Provided passage below:
= Ubi sunt =

Genre in literature

Ubi sunt (lit. 'where are they') is a rhetorical question taken from the Latin phrase Ubi sunt qui ante nos fuerunt?, meaning 'Where are those who were before us?'. Ubi nunc (lit. 'where now') is a common variant.

Sometimes interpreted to indicate nostalgia, the ubi sunt motif is a meditation on mortality, life's transience, and an awareness of history.

Ubi sunt is a phrase which was originally derived from a passage in the Book of Baruch (3:16–19) in the Vulgate Latin Bible beginning Ubi sunt principes gentium? 'Where are the princes of the nations?'; it became commonplace in medieval literature.

==Biblical scripture==
Variations of the theme occur in a number of Old English homilies, including one which quotes in Latin the following words, which it attributes to St. Augustine: O homo, dic mihi, ubi sunt reges, ubi sunt principes, ubi imperatores, qui fuerunt ante nos... ('O man, tell me, where are the kings, where are the princes, where the emperors, who had been before us...').

These derive from the words of Baruch 3:16–19 in the Vulgate Bible:

16 ubi sunt principes gentium et qui dominantur super bestias quae sunt super terram
17 qui in avibus caeli inludunt
18 qui argentum thesaurizant et aurum in quo confidebant homines et non est finis adquisitionis eorum qui argentum fabricant et solliciti sunt nec est inventio operum illorum
19 exterminati sunt et ad inferos descenderunt et alii loco eorum exsurrexerunt

16 'Where are the princes of the nations, and those who rule over the beasts on earth;

17 those who mock the birds of the air,

18 and who hoard up silver and gold, in which men trust, and there is no end to their getting; those who scheme to get silver, and are anxious, whose labours are beyond measure?
End of Provided passage.
» **Tasks to carry out**:
1) In the article on ubi sunt, rewrite the part from "Sometimes interpreted to" to "in medieval literature.", swapping "medieval literature" for "Renaissance literature".
2) Answer these questions from the article on ubi sunt.
(a) What is the literal meaning of the variant Ubi nunc?
(b) In which Bible does the Baruch passage that gave rise to the phrase appear?
(c) To whom does one Old English homily attribute its Latin words?
3) According to the article on ubi sunt, list every subject on which the ubi sunt motif is a meditation.
The items that follow are separate material and have no connection to the article on ubi sunt.
Information shown below:
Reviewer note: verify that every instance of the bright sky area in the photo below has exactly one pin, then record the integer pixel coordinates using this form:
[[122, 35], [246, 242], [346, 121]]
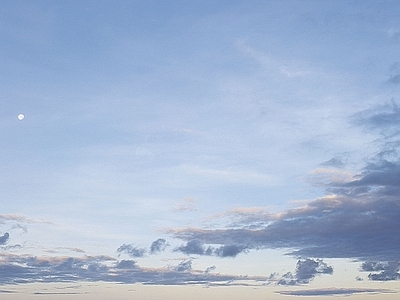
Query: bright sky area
[[211, 147]]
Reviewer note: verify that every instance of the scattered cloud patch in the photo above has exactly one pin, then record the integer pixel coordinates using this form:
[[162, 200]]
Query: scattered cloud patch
[[184, 266], [332, 292], [195, 246], [389, 270], [158, 245], [131, 250], [27, 269], [306, 270], [4, 238]]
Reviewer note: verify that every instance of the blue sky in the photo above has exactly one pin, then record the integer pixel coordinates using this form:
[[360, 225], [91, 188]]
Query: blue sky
[[238, 145]]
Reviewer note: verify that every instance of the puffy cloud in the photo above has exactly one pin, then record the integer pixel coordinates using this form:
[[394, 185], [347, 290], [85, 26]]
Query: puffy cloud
[[4, 238], [194, 246], [158, 246], [306, 270], [126, 264], [131, 250], [184, 266]]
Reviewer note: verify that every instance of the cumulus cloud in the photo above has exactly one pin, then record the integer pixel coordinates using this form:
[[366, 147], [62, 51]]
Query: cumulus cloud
[[195, 246], [184, 266], [126, 264], [158, 246], [306, 270], [131, 250]]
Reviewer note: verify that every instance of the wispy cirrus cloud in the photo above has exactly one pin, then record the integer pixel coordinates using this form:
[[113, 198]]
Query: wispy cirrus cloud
[[333, 292], [358, 217], [27, 269]]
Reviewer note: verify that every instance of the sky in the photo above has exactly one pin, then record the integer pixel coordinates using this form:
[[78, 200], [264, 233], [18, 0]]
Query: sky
[[209, 149]]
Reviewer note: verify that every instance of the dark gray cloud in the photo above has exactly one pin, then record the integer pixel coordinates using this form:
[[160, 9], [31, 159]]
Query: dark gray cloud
[[333, 292], [22, 269], [131, 250], [158, 246], [306, 270], [4, 238]]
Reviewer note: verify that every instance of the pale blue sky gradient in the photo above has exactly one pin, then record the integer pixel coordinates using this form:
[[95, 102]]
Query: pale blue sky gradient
[[238, 138]]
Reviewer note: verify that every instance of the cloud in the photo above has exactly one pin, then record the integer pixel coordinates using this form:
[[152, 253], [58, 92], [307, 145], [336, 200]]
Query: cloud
[[4, 238], [126, 264], [381, 117], [229, 250], [195, 246], [158, 246], [306, 270], [389, 270], [394, 77], [18, 218], [16, 269], [332, 292], [131, 250], [184, 266]]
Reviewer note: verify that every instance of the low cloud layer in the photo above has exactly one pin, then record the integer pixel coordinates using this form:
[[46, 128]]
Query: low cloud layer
[[306, 270], [195, 246], [4, 238], [358, 218], [333, 292], [27, 269]]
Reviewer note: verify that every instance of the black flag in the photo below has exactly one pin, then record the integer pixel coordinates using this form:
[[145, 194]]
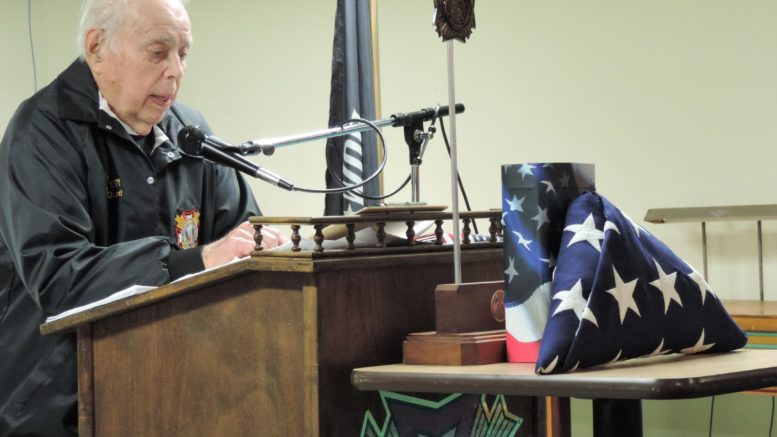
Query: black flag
[[352, 158]]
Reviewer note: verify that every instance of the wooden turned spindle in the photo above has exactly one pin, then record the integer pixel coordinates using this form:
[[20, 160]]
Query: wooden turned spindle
[[410, 233], [492, 229], [438, 232], [295, 238], [318, 238], [258, 237], [381, 234], [350, 236]]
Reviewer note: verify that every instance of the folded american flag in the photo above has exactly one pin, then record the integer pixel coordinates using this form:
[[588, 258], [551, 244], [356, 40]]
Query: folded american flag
[[619, 293]]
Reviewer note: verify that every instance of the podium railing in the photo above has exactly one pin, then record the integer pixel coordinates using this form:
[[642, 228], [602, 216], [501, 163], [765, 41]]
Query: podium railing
[[374, 236]]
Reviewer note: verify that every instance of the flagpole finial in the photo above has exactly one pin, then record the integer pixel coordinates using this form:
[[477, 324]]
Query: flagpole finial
[[454, 19]]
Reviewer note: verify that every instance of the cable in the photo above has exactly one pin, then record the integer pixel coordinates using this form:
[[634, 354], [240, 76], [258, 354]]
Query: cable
[[345, 188], [712, 411], [32, 47], [458, 176]]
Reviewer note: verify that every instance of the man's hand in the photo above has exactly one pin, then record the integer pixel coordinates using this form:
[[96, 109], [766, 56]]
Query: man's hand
[[239, 243]]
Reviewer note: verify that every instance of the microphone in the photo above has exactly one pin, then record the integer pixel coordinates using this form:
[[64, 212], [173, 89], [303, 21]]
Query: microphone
[[422, 115], [194, 141], [247, 148]]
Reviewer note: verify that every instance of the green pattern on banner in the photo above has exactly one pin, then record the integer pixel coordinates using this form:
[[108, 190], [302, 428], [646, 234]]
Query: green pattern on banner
[[494, 420]]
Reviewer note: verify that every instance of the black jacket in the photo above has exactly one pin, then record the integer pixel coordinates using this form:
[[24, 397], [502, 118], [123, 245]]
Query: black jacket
[[85, 212]]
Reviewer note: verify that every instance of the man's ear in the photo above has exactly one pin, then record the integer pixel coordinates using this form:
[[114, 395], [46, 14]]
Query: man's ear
[[94, 47]]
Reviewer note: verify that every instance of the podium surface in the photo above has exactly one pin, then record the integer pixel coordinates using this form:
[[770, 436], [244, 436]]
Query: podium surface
[[260, 347]]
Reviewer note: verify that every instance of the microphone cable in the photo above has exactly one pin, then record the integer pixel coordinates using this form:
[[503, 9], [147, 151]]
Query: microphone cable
[[407, 180], [423, 148], [343, 188]]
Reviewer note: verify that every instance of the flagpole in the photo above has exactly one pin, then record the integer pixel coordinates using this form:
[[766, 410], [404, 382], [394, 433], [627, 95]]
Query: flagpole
[[454, 169]]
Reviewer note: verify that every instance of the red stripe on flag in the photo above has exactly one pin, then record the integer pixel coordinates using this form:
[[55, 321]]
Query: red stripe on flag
[[520, 352]]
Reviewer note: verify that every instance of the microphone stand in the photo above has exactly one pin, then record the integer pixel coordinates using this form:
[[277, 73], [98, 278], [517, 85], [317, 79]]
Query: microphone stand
[[414, 134]]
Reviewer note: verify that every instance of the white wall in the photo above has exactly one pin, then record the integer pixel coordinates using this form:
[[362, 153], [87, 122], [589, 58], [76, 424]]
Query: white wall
[[674, 101]]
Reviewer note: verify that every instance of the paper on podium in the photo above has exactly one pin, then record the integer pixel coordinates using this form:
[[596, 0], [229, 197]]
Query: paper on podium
[[127, 292]]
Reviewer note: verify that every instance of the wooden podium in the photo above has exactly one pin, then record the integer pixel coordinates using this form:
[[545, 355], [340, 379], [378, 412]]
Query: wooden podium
[[264, 346]]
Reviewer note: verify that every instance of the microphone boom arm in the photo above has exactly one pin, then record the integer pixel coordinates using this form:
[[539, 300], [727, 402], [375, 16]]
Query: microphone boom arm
[[395, 120]]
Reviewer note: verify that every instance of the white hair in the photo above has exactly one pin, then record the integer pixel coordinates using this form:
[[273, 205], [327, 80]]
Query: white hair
[[106, 16]]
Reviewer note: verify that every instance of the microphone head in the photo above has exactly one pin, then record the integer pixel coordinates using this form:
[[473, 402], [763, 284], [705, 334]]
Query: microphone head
[[190, 140]]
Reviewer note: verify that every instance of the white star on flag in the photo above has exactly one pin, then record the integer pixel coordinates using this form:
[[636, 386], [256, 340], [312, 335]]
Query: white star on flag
[[624, 295], [704, 287], [542, 217], [610, 226], [665, 284], [511, 270], [564, 181], [660, 350], [522, 241], [516, 204], [525, 170], [699, 346], [573, 300], [586, 231]]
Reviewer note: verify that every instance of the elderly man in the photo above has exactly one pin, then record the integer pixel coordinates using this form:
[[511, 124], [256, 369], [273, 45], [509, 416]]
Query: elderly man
[[95, 197]]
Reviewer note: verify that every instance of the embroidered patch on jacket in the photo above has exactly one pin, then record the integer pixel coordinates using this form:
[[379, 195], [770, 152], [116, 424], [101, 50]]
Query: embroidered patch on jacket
[[113, 189], [187, 228]]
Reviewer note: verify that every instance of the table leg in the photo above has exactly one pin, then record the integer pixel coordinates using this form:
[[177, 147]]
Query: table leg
[[617, 417]]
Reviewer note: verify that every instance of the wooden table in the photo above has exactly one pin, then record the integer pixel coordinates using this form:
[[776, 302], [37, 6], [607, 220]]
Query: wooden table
[[617, 390]]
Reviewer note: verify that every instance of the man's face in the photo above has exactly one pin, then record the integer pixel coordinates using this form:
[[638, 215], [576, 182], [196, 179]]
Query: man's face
[[141, 73]]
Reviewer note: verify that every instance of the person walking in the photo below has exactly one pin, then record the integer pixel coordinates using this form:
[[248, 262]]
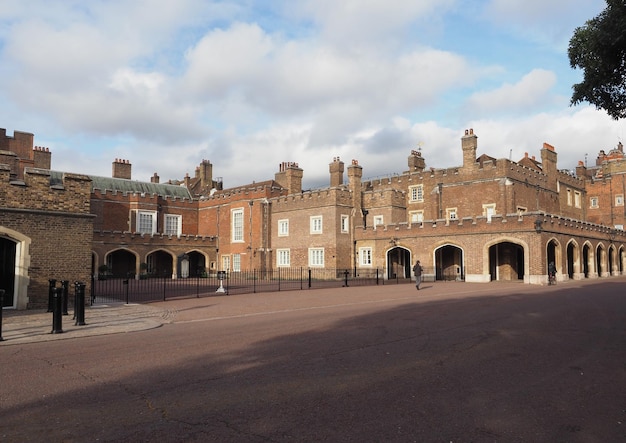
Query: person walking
[[417, 270]]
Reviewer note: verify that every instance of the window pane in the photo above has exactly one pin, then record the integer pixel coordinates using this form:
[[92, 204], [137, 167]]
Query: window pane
[[237, 225]]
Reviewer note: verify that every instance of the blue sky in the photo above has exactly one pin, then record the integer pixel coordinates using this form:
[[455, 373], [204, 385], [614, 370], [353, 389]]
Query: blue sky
[[250, 84]]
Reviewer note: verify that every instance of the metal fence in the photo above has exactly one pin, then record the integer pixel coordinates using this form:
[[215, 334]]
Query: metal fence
[[131, 290]]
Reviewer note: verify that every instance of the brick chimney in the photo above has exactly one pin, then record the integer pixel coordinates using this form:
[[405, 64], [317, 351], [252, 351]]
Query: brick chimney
[[469, 144], [42, 157], [205, 172], [416, 161], [289, 176], [121, 169], [548, 159], [336, 172]]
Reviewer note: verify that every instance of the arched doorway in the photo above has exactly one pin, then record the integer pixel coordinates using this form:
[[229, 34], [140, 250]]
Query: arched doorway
[[585, 261], [506, 261], [197, 264], [449, 263], [572, 250], [398, 263], [8, 250], [600, 260], [160, 264], [121, 263]]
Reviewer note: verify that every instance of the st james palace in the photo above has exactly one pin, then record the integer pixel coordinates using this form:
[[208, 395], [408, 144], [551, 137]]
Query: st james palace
[[484, 220]]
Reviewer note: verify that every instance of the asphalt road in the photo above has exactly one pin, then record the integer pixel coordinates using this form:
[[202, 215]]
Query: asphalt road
[[454, 362]]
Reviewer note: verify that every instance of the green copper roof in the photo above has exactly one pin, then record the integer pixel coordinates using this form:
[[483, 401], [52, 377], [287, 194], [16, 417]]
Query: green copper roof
[[123, 185]]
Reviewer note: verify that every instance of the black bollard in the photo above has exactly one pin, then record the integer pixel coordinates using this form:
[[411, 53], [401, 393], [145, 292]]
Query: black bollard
[[65, 285], [79, 303], [51, 285], [57, 307], [1, 308]]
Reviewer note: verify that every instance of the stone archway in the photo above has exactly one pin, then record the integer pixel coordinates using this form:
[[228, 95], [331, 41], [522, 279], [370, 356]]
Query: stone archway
[[506, 261], [8, 249], [398, 263], [449, 263], [121, 263], [160, 264], [14, 265]]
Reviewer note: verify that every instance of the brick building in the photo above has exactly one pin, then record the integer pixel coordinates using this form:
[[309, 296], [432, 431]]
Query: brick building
[[486, 219], [46, 225]]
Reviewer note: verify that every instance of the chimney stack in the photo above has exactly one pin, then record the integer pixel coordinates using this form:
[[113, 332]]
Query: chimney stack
[[121, 169], [336, 172]]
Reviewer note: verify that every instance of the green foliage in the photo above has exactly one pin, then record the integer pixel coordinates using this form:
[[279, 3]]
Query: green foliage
[[599, 49]]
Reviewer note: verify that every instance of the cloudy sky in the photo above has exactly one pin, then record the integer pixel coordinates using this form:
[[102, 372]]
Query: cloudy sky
[[251, 83]]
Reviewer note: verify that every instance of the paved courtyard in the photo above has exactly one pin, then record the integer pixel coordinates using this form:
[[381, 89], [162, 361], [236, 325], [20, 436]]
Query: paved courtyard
[[454, 362]]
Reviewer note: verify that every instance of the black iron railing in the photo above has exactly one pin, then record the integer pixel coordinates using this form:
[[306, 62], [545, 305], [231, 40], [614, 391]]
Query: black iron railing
[[154, 288]]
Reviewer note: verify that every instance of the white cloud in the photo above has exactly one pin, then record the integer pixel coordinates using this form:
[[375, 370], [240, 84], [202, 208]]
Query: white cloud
[[530, 92]]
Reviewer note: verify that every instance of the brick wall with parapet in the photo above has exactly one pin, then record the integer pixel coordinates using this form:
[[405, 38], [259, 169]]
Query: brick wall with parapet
[[313, 199], [509, 224], [36, 192]]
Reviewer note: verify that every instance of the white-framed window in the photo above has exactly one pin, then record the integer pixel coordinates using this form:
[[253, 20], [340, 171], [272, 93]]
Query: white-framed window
[[416, 216], [365, 256], [416, 193], [489, 211], [236, 262], [577, 199], [283, 228], [146, 222], [345, 223], [236, 225], [226, 263], [451, 214], [173, 224], [316, 224], [316, 257], [283, 258]]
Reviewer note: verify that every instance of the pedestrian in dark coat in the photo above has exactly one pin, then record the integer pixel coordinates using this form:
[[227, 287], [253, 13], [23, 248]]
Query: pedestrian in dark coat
[[417, 270]]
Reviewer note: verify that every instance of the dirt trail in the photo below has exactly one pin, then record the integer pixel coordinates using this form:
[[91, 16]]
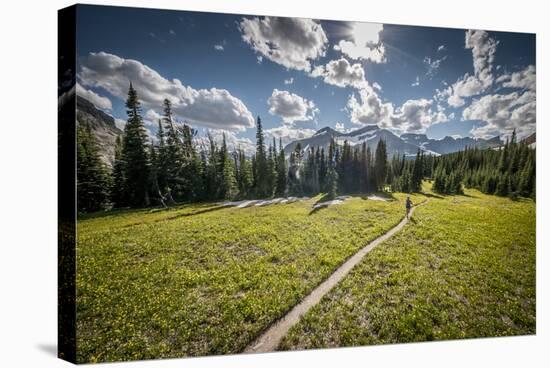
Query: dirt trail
[[270, 339]]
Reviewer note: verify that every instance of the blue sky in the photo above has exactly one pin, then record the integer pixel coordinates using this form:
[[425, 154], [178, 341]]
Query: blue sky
[[299, 75]]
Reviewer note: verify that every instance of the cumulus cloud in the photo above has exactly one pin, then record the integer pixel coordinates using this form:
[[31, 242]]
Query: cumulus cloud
[[365, 42], [101, 102], [369, 109], [416, 116], [151, 118], [291, 107], [433, 65], [232, 140], [525, 79], [288, 133], [413, 116], [120, 123], [466, 86], [341, 73], [502, 113], [483, 52], [290, 42], [214, 108]]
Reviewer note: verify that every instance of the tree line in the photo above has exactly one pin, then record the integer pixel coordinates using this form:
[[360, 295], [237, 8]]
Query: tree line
[[509, 170], [178, 167]]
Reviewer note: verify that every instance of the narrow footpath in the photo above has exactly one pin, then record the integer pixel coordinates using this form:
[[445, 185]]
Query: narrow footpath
[[270, 339]]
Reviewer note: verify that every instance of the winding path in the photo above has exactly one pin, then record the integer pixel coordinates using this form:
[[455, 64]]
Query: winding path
[[270, 339]]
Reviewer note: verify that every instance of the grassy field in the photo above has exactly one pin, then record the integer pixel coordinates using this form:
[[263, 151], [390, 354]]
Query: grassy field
[[203, 279], [463, 268]]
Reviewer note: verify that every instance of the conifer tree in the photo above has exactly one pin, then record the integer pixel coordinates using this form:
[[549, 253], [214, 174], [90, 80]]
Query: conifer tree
[[134, 153], [281, 171], [117, 190], [380, 164]]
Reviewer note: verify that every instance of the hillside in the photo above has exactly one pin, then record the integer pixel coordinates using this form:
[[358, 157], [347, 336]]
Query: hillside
[[103, 126]]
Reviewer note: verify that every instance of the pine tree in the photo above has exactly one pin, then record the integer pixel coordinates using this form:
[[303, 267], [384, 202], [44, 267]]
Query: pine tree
[[134, 153], [281, 171], [261, 173], [332, 182], [173, 155], [118, 192], [417, 173], [228, 184], [380, 164]]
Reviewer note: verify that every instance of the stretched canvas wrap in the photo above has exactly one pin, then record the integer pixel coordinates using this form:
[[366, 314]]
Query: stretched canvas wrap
[[239, 183]]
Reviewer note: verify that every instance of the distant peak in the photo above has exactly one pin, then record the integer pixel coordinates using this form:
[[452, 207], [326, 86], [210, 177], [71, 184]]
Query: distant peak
[[325, 129]]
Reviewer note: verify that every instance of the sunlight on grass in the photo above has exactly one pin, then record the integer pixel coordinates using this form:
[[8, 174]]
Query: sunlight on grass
[[464, 267], [203, 279]]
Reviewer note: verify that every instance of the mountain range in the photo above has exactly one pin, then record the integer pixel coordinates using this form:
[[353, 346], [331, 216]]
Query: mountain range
[[407, 144], [105, 130], [103, 126]]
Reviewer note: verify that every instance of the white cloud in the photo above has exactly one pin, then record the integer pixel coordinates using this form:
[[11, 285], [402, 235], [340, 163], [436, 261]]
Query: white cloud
[[369, 109], [340, 127], [525, 79], [120, 123], [291, 107], [341, 73], [416, 116], [232, 140], [466, 86], [433, 65], [412, 116], [214, 108], [151, 118], [288, 133], [290, 42], [365, 42], [503, 113], [101, 102], [483, 52]]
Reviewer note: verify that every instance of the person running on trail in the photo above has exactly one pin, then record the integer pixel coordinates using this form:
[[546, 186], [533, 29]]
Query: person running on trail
[[408, 205]]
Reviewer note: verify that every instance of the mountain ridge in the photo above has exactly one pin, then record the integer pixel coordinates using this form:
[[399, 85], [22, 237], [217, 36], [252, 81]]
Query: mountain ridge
[[407, 143]]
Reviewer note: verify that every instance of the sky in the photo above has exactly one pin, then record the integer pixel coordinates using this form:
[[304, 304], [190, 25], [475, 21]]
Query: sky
[[221, 71]]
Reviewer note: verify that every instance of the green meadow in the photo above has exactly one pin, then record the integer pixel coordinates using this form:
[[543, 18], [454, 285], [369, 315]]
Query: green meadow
[[206, 279], [463, 268]]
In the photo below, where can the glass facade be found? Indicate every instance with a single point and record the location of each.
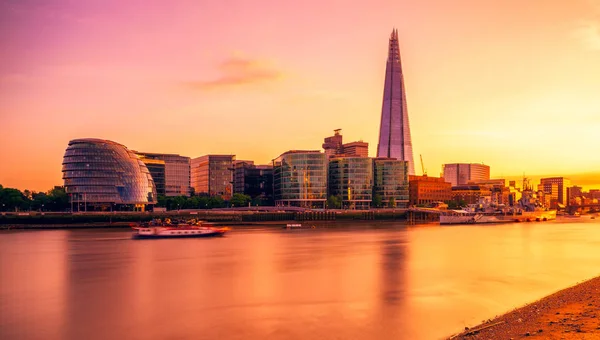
(351, 178)
(176, 173)
(300, 179)
(213, 175)
(390, 180)
(157, 170)
(99, 173)
(463, 173)
(254, 180)
(394, 130)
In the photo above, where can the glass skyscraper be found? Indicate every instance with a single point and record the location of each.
(394, 129)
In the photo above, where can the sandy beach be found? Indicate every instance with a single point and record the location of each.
(572, 313)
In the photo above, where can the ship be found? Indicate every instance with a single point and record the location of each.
(528, 209)
(181, 229)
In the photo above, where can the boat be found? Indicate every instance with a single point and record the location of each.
(527, 209)
(159, 229)
(297, 226)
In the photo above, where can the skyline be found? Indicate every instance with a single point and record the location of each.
(394, 128)
(485, 83)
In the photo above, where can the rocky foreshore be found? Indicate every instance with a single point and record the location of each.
(572, 313)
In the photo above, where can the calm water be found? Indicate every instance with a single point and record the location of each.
(349, 281)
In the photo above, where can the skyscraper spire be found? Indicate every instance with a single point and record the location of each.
(394, 129)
End of Information shown.
» **Answers to the exercises**:
1)
Sometimes interpreted to indicate nostalgia, the ubi sunt motif is a meditation on mortality, life's transience, and an awareness of history.

Ubi sunt is a phrase which was originally derived from a passage in the Book of Baruch (3:16–19) in the Vulgate Latin Bible beginning Ubi sunt principes gentium? 'Where are the princes of the nations?'; it became commonplace in Renaissance literature.

2)
(a) 'Where now'
(b) The Vulgate Latin Bible
(c) St. Augustine

3)
- Mortality
- Life's transience
- An awareness of history